--- SOURCE PASSAGE ---

We will investigate the tidy tuesday dataset for 20/10/2020. The dataset deals with beer awards. See the link for the data source: https://github.com/rfordatascience/tidytuesday/blob/master/data/2020/2020-10-20/readme.md
Let’s read the data and quickly view what is happening.
library(tidyverse)
library(skimr)
beer_awards <- readr::read_csv('https://raw.githubusercontent.com/rfordatascience/tidytuesday/master/data/2020/2020-10-20/beer_awards.csv')
beer_awards
## # A tibble: 4,970 x 7
## medal beer_name brewery city state category year
## <chr> <chr> <chr> <chr> <chr> <chr> <dbl>
## 1 Gold Volksbier Vienna Wibby Brewi~ Longmo~ CO American Amb~ 2020
## 2 Silver Oktoberfest Founders Br~ Grand ~ MI American Amb~ 2020
## 3 Bronze Amber Lager Skipping Ro~ Staunt~ VA American Amb~ 2020
## 4 Gold Lager at World's End Epidemic Al~ Concord CA American Lag~ 2020
## 5 Silver Seismic Tremor Seismic Bre~ Santa ~ CA American Lag~ 2020
## 6 Bronze Lite Thinking Pollyanna B~ Lemont IL American Lag~ 2020
## 7 Gold Beachscape Ventura Coa~ Ventura CA American Pil~ 2020
## 8 Silver Imagine a World with B~ Freetail Br~ San An~ TX American Pil~ 2020
## 9 Bronze Pilsner Old Town Br~ Portla~ OR American Pil~ 2020
## 10 Gold Tank 7 Boulevard B~ Kansas~ MO American-Bel~ 2020
## # ... with 4,960 more rows
skim(beer_awards)
| Name | beer_awards |
| Number of rows | 4970 |
| Number of columns | 7 |
| _______________________ | |
| Column type frequency: | |
| character | 6 |
| numeric | 1 |
| ________________________ | |
| Group variables | None |
Variable type: character
| skim_variable | n_missing | complete_rate | min | max | empty | n_unique | whitespace |
|---|---|---|---|---|---|---|---|
| medal | 0 | 1 | 4 | 6 | 0 | 3 | 0 |
| beer_name | 0 | 1 | 2 | 89 | 0 | 3811 | 0 |
| brewery | 0 | 1 | 6 | 58 | 0 | 1859 | 0 |
| city | 0 | 1 | 3 | 44 | 0 | 803 | 0 |
| state | 0 | 1 | 2 | 2 | 0 | 52 | 0 |
| category | 0 | 1 | 4 | 76 | 0 | 515 | 0 |
Variable type: numeric
| skim_variable | n_missing | complete_rate | mean | sd | p0 | p25 | p50 | p75 | p100 | hist |
|---|---|---|---|---|---|---|---|---|---|---|
| year | 0 | 1 | 2007.88 | 8.68 | 1987 | 2002 | 2009 | 2015 | 2020 | ▂▃▅▆▇ |
We will factor all the variables
beer_awards_fct = beer_awards %>%
mutate(medal = factor(medal, levels = c("Bronze","Silver","Gold") ),
state = str_to_upper(state),
across(where(is.character),as.factor)

--- EXCERPTED DATA ---

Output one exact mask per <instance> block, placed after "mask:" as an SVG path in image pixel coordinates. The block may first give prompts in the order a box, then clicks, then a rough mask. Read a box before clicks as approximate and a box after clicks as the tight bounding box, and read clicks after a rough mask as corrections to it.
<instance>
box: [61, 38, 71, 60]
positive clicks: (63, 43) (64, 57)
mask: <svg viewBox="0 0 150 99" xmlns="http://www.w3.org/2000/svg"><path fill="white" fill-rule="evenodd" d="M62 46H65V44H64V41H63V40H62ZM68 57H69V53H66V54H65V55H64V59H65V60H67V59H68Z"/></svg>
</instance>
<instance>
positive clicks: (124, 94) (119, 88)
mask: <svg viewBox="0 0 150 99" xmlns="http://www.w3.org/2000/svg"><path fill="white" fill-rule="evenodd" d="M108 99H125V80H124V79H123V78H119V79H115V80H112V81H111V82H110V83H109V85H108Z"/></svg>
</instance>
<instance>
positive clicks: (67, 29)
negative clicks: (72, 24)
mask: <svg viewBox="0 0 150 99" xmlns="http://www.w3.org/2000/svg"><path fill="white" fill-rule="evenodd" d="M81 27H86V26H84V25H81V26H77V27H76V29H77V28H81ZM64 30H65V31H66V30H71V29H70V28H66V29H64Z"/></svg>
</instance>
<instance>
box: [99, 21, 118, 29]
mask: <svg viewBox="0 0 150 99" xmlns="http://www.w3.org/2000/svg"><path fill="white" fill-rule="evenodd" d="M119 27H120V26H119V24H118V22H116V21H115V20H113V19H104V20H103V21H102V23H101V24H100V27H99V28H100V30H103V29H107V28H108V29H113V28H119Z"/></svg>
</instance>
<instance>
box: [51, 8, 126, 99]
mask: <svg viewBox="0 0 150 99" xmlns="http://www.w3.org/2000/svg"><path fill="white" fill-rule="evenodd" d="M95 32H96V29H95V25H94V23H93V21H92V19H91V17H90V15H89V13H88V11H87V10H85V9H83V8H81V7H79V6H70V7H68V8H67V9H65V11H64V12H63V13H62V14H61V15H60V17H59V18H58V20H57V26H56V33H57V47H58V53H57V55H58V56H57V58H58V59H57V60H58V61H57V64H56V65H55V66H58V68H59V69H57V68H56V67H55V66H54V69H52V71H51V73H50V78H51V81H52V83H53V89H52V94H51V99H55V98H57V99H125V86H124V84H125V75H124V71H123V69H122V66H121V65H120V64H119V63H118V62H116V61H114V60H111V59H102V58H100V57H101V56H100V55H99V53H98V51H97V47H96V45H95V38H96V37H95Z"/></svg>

---

WHAT YOU NEED TO DO: Transcribe the beer awards analysis above verbatim, beginning at the words "We will investigate" and stopping after the words "what is happening.".

COMPLETED EXERCISE:
We will investigate the tidy tuesday dataset for 20/10/2020. The dataset deals with beer awards. See the link for the data source: https://github.com/rfordatascience/tidytuesday/blob/master/data/2020/2020-10-20/readme.md
Let’s read the data and quickly view what is happening.